**EXERCISE:**
Please convert the records below, from the line with "woman in red" up to and including the line with "(1240, 242)", into a two-column CSV with the headers text and answer. Give one row per record, and put each value in a double-quoted field with any line breaks replaced by spaces.

**EXERCISE MATERIAL:**
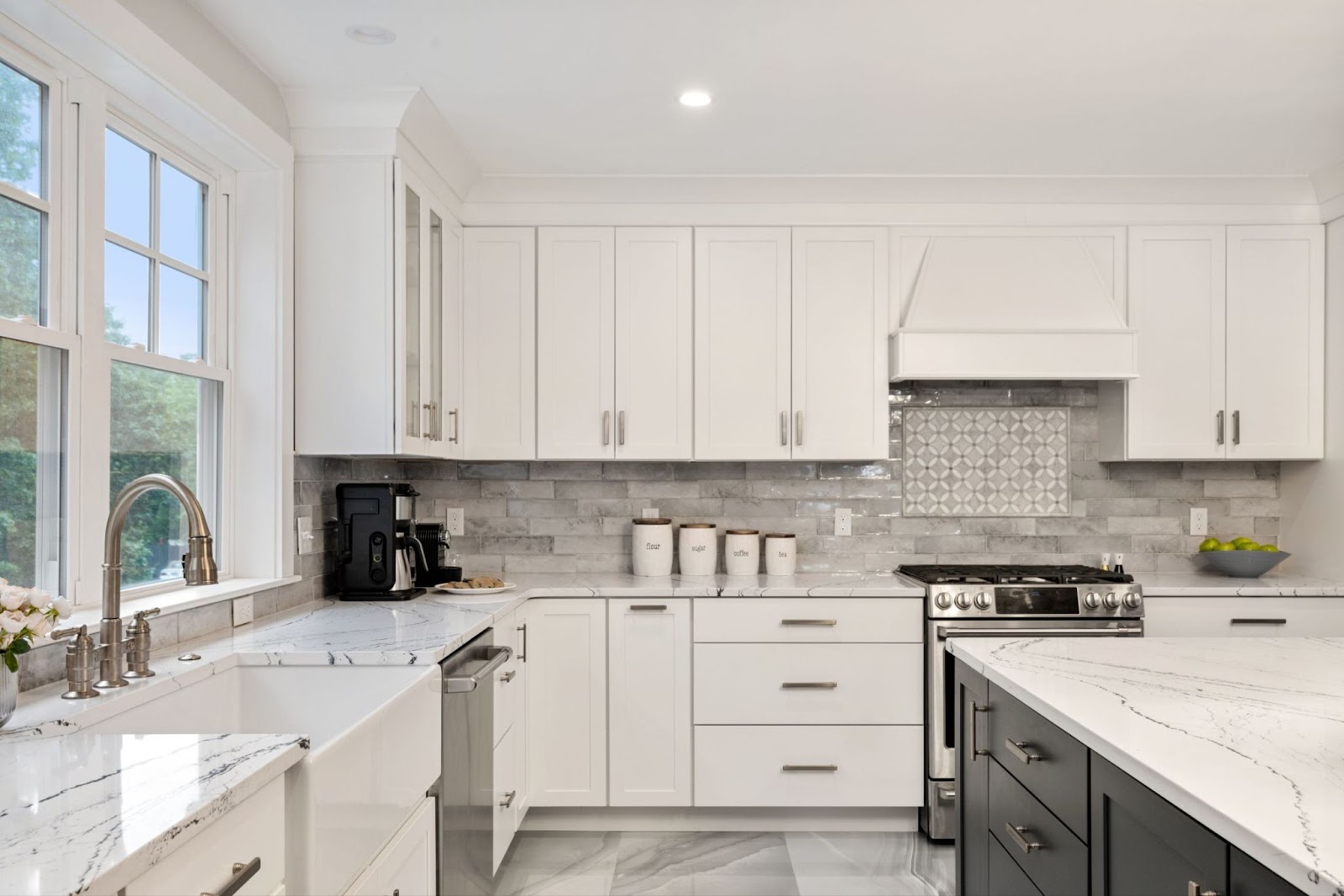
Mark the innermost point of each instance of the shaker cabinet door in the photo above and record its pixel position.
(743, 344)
---
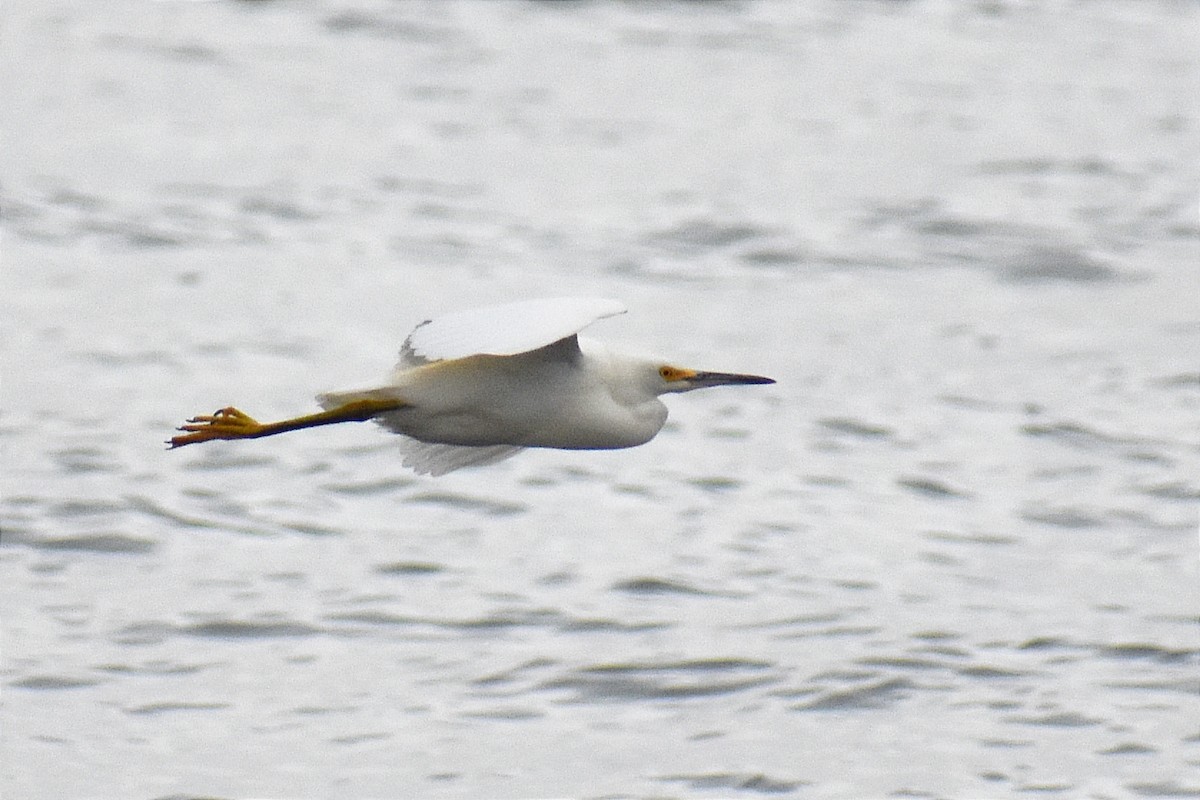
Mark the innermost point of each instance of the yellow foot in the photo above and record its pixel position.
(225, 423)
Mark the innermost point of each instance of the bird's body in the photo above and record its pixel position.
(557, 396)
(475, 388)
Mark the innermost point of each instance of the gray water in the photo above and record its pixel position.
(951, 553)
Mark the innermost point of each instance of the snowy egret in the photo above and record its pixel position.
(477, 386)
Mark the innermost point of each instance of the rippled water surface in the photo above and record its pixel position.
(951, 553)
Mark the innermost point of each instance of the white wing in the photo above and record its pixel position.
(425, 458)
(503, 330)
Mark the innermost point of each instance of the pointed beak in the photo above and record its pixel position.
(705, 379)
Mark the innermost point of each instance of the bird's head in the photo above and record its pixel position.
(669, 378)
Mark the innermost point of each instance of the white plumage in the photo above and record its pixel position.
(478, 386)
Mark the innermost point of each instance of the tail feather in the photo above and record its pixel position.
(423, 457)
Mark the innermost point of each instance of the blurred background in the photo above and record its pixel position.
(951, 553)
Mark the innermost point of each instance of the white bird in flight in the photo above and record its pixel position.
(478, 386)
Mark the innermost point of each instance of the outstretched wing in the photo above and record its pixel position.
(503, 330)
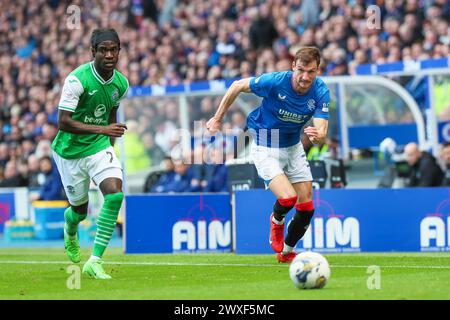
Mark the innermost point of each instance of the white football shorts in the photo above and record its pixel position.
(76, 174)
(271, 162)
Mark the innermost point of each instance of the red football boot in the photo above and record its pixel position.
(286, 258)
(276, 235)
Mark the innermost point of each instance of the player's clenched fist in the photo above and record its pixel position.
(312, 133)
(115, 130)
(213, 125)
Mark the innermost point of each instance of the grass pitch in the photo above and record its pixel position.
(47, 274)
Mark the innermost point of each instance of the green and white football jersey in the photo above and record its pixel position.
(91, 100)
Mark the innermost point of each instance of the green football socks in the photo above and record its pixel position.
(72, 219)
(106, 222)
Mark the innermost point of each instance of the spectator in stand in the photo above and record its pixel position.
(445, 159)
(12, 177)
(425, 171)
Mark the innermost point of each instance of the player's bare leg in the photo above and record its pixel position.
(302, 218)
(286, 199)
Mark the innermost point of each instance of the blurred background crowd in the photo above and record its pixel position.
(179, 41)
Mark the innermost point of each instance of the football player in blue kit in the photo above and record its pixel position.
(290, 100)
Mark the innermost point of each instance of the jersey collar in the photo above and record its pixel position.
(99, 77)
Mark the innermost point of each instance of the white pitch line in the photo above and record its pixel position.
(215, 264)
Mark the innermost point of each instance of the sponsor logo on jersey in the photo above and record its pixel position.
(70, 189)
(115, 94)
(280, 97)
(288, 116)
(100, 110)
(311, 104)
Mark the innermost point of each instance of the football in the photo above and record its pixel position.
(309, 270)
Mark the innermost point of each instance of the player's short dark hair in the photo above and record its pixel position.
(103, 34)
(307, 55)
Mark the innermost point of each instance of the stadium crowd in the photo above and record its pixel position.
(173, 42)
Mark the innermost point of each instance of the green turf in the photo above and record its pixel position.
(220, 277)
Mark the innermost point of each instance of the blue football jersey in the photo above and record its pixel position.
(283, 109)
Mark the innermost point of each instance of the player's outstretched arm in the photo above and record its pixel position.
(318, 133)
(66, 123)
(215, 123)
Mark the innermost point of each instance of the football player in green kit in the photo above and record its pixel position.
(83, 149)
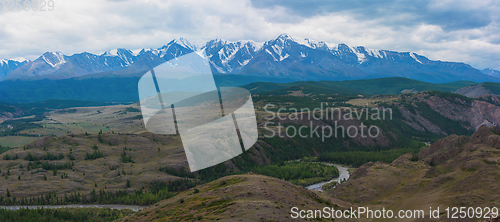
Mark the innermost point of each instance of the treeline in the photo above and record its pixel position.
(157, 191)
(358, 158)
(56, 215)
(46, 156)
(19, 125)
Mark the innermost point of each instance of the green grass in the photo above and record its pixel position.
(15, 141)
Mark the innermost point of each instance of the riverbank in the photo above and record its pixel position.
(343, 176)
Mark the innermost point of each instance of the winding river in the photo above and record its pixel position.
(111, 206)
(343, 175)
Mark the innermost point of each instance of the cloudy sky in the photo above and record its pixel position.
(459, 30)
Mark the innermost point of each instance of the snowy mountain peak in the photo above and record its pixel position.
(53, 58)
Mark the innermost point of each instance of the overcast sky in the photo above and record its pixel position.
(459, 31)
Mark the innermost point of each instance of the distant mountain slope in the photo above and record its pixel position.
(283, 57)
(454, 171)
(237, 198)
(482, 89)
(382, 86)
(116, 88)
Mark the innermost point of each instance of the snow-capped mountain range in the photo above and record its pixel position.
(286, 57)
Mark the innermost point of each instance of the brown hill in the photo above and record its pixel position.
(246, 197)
* * *
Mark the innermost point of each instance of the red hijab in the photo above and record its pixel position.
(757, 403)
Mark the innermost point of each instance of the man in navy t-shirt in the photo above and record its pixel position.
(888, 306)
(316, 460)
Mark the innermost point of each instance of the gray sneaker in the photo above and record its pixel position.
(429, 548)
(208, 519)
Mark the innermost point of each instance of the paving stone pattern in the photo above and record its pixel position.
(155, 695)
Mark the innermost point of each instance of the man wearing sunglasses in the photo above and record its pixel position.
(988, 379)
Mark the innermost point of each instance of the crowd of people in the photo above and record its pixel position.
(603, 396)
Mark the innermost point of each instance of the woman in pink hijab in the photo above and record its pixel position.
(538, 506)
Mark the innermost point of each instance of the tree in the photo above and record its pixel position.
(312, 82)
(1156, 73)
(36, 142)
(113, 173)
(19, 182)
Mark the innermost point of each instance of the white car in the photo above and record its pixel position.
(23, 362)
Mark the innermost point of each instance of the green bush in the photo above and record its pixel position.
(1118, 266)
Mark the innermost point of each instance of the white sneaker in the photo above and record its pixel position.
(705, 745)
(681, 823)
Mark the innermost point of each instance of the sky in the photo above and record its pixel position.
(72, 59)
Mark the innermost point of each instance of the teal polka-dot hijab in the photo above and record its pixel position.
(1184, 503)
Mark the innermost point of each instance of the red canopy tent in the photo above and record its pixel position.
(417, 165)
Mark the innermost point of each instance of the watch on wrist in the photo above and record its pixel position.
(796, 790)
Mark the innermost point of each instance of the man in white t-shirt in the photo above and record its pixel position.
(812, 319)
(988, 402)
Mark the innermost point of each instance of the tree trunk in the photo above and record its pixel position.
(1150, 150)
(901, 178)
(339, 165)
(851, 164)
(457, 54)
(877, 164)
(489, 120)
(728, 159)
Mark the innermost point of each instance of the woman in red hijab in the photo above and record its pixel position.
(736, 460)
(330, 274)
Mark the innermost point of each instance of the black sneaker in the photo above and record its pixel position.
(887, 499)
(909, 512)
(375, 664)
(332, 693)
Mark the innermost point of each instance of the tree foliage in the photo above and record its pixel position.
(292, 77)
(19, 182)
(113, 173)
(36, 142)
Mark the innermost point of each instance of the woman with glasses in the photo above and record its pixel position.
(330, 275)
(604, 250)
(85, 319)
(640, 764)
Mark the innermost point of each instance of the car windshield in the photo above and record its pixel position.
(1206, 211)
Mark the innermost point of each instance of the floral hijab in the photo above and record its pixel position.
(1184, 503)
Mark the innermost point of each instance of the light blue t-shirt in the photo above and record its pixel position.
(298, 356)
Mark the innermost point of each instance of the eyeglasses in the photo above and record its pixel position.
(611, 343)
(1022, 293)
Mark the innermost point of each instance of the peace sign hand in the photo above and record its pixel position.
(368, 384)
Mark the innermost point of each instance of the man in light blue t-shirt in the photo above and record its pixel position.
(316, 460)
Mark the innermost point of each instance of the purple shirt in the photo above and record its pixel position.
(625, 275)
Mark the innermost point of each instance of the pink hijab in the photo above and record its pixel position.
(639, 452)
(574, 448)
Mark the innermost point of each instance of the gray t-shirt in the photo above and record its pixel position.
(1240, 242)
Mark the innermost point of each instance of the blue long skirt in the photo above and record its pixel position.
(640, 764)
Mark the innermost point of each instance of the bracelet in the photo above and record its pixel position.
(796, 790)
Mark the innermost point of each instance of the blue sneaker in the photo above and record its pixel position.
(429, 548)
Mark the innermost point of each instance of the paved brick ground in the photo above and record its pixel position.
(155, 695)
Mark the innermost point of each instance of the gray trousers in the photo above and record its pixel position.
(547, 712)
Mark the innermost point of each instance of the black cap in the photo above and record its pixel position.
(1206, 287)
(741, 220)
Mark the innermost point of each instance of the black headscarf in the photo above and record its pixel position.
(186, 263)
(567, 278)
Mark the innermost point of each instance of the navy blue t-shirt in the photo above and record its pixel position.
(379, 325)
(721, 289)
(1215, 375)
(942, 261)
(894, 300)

**FINISHED EXERCISE:**
text,answer
"Mark the innermost point of each instance of the woman in red hijab in the photo above and record its pixel position.","(736, 460) (330, 274)"
"Mark the innermost point of each instance of the black sneaker in the photo above and record its pixel position.","(887, 499) (909, 512) (375, 664) (332, 693)"
"Mark the innermost point of each instance of the tree foliage in the photo above and record its pixel position.","(292, 77) (19, 182) (113, 173) (36, 142)"
"Mark the innermost point of each instance of the woman with glasses in the photo above and record its pixel position.","(330, 275) (604, 250) (85, 319) (640, 764)"
"Mark the innermost point of each instance of the car windshield in the photo above and record its pixel position.","(1206, 211)"
"Mark the innermost point of each instance of the floral hijab in the photo above and record its pixel position.","(1184, 503)"
"Mark the innermost point of each instance of the light blue t-shirt in the photo above and record its pixel position.","(298, 356)"
"Mark the innermost point of each instance of the eyeglasses in the photo above and record its pixel position.","(611, 343) (1022, 293)"
"Mark the innermost point of each instance of the peace sign hand in the photo above and record its pixel position.","(368, 384)"
"Mark the innermost point of each instance of the man in light blue t-shirt in the photo above and record its pixel position.","(316, 460)"
"Mark the innermost point of each instance of the purple shirt in the photo above and record its pixel position.","(625, 275)"
"Mark the innermost point of each instance of the pink hijab in the photo above and record its pixel position.","(639, 452) (574, 448)"
"Mark the innermost point of each instance of the gray t-shirt in the photo above and record its pixel position.","(1240, 242)"